■ **Dataset excerpts**
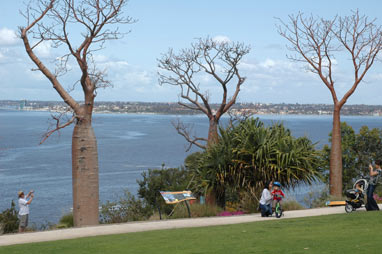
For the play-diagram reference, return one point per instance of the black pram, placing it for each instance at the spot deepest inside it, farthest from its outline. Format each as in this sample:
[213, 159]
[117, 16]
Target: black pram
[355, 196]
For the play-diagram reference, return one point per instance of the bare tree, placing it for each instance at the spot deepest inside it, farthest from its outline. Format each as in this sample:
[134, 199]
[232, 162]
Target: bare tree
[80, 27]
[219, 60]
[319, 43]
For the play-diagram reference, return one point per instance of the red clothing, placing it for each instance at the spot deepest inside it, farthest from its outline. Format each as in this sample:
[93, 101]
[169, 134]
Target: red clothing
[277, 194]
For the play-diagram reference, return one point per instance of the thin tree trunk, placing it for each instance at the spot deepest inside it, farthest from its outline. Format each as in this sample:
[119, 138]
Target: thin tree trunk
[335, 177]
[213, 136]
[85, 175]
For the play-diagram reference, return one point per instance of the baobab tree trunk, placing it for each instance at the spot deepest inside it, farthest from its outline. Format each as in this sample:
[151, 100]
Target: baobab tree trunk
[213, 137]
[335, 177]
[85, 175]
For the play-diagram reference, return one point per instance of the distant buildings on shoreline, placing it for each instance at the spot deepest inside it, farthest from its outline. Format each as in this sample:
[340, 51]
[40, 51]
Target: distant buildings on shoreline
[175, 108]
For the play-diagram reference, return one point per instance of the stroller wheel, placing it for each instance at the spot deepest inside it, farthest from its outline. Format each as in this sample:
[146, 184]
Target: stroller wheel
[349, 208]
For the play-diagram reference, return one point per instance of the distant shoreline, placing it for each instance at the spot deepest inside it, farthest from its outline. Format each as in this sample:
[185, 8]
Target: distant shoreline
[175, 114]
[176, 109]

■ **To do**
The answer is the line with "Target: baobab tree trunk" plus every line after it, printed exactly as they appear above.

■ **The answer**
Target: baobab tree trunk
[213, 137]
[335, 177]
[85, 175]
For the play-diagram reference, return one point per instance of the distant buildings on shoreline, placing it for each instance at the spot deepest inside it, farthest from its outline. Format each as in this sample:
[340, 51]
[40, 51]
Target: distant buildings on shoreline
[175, 108]
For the play-diagram reference, return one point per instance of the stroller wheel, placing it for each instance at the spot deepest inside it, farthest from its outline. Format each as in this sample:
[146, 184]
Target: stroller wheel
[349, 208]
For the play-diagram reference, return one point per instance of the distant shoreline, placing it for each instance at the spot deepest inside it, farthest from its outline. Format each as in this sample:
[185, 8]
Target: distant shoreline
[175, 114]
[176, 109]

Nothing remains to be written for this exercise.